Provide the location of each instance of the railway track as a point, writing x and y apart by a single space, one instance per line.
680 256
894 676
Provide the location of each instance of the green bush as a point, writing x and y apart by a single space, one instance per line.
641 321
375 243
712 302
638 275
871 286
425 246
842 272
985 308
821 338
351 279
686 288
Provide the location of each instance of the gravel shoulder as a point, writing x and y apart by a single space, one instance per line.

•••••

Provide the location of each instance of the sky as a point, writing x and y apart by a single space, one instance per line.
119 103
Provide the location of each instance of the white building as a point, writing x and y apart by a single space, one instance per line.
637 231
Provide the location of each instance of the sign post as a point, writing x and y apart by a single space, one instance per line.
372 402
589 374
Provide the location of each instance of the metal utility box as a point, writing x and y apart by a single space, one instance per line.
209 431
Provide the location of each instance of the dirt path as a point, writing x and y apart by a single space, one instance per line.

•••••

▶ _PROBLEM TO WORK ON_
Reproduce word for word the material above, beginning with the line that contains "Provide the location of each instance of the sign" and ending with the line that contains "Provide the location of each instance of the dirt".

▶ _REPLY TO THE TASK_
Provide the location of each instance of the sign post as a point, writing x and y apart by a single space, one instance per line.
372 402
589 374
Provide the location of each instance of the metal utility box as a point, writing x and y apart by a single space, one instance per line.
209 431
Provide the location of each instance of the dirt path as a point, writing x and y apart by a single space, one instance per line.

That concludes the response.